◆ **Texte fourni**:
————

Entreprise négative contre l'enseignement de l'économie - épisode 3
Nouvel épisode, car le débat repart de plus belle. Voir par exemple RCE, Pierre Maura, David Mourey, Denis Colombi et le site de l'APSES avec tout un ensemble de liens vers des articles ou émissions de radio.
Résumé des épisodes précédents :
Comme le rappelle Yvon Gattaz dans un "grand débat" de BFM du 14 janvier dernier, l'économie, ça se passe dans les entreprises. Les mieux placés pour parler d'économie, ce sont donc les dirigeants d'entreprises. Il conviendrait dès lors qu'ils participent à la définition des programmes, et qu'ils interviennent plus souvent dans les collèges et lycées, histoire d'expliquer aux élèves (et à leurs enseignants) ce que c'est que la vérité vraie de l'entreprise et donc, la vérité vraie en matière d'économie.
Dans cette perspective, on consultera avec intérêt cet article des Echos, qui reprend les principaux résultats d'une étude de Watson Wyatt, dans laquelle le cabinet de consultant interroge employés et employeurs sur ce qui attire les premiers dans les entreprises, et sur ce qui les en fait partir. Sur cette question, les employés sont logiquement les mieux informés. Tout l'enjeu est donc de savoir si les employeurs ont bien compris leurs motivations. En fait, non : sur le premier point, les employeurs répondent "l'évolution de carrière" à 55% et "la réputation de l'entreprise" à 51%. Mais si on interroge les employés, ils répondent "le contenu du poste" à 49% et "la sécurité de l'emploi" à 34%. Idem sur le deuxième point : les employeurs pensent que les salariés partent pour des raisons d'évolution de carrière (49%) ou pour une promotion (48%) alors que les employés insistent sur "le niveau de stress" (35%) et "le salaire de base" (34%).
Imaginons maintenant qu'un dirigeant soit invité dans un établissement pour expliquer à nos chères têtes blondes ce qui attire et fait partir les salariés des entreprises. En supposant que le sondage mentionné ici soit représentatif de l'opinion des dirigeants, on peut penser qu'ils vont commettre quelques erreurs d'analyse... On remarque également avec ce petit exemple que l'objectif assigné par Positive Entreprise (et par d'autres, notamment Claude Goasgen sur France Info) d'un enseignement objectif et positif est difficilement atteignable : si on veut que l'enseignement soit positif, autant éviter de dire que nombre de salariés disent quitter leur emploi pour motif de stress. Ce faisant, on perd en objectivité. Et si on mentionne l'importance du stress, à l'inverse, on perd en positive attitude. On pourrait multiplier les exemples : j'avais montré ici les erreurs d'analyse de Laurence Parisot, lorsqu'elle s'était improvisée prof d'économie devant un aréopage de dirigeants du Medef. Dans cet autre billet, j'avais montré le décalage entre ce que pensent les dirigeants de l'attractivité de la France et le degré effectif d'attractivité de notre pays. Bref : un bon dirigeant d'entreprise n'est pas nécessairement, il est sans doute même très rarement, un bon économiste. Et ce n'est pas grave, car ce n'est pas ce qu'on lui demande. Pas plus qu'on ne demande aux profs ou chercheurs en économie d'être de bons dirigeants d'entreprises.

————

◆ **Données suivantes**:
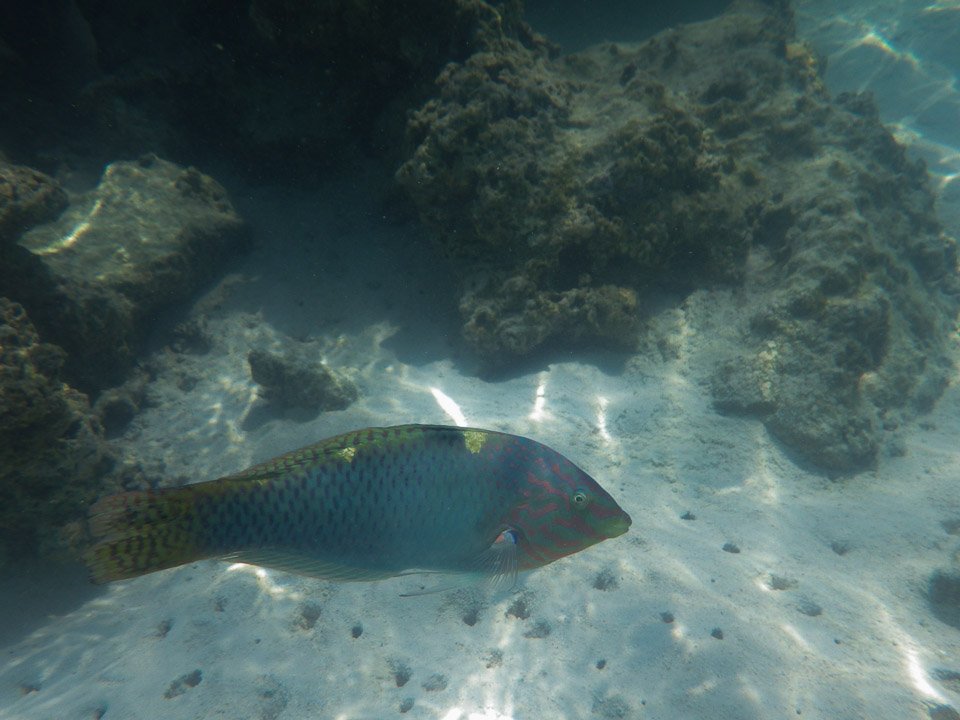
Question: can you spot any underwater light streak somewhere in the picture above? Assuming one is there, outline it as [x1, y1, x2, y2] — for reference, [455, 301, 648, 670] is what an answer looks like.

————

◆ **Série de tâches**:
a - Transcrivez le passage du billet sur l'enseignement de l'économie en commençant par « Entreprise négative contre » et en allant jusqu'à « en matière d'économie. ».
b - Reprenez le billet sur l'enseignement de l'économie là où il s'arrête et poursuivez-le, s'il vous plaît.
La liste ci-dessus provient d'une autre source que le billet sur l'enseignement de l'économie.

◆ **Réponses aux tâches**:
a -
Entreprise négative contre l'enseignement de l'économie - épisode 3
Nouvel épisode, car le débat repart de plus belle. Voir par exemple RCE, Pierre Maura, David Mourey, Denis Colombi et le site de l'APSES avec tout un ensemble de liens vers des articles ou émissions de radio.
Résumé des épisodes précédents :
Comme le rappelle Yvon Gattaz dans un "grand débat" de BFM du 14 janvier dernier, l'économie, ça se passe dans les entreprises. Les mieux placés pour parler d'économie, ce sont donc les dirigeants d'entreprises. Il conviendrait dès lors qu'ils participent à la définition des programmes, et qu'ils interviennent plus souvent dans les collèges et lycées, histoire d'expliquer aux élèves (et à leurs enseignants) ce que c'est que la vérité vraie de l'entreprise et donc, la vérité vraie en matière d'économie.

b -
Ceci ne signifie pas qu'il ne faut pas développer les relations entre entreprises et monde de l’éducation, notamment dans le cadre des cours d’économie. Mais pas pour que ces dirigeants expliquent ce qu’il faut enseigner, ni comment. Je reprends l’exemple du stress des salariés : je pense qu’il peut être efficace que l’enseignant présente l’état de la réflexion des économistes sur le sujet plus large des conditions de travail (en s’appuyant par exemple et entre autres sur les travaux d’Askenazy). On peut imaginer ensuite qu’il invite des dirigeants, des salariés, un médecin du travail, ..., à venir échanger sur le sujet. Ceci permettrait de donner du corps à l’enseignement dispensé, d’identifier d’éventuels décalages entre l’état général du problème et la représentation qu’en ont les acteurs, de discuter autour de ces décalages, d’échanger aussi sur les moyens mobilisés par les acteurs pour résoudre les problèmes rencontrés. Pour information, et pour y avoir participé à l'occasion, je signale que ce type de démarche existe déjà dans les lycées, et que ça fonctionne très bien. A charge sans doute de trouver les moyens de généraliser, ce qui suppose notamment que les responsables d'entreprises acceptent de dégager un peu de temps pour cela.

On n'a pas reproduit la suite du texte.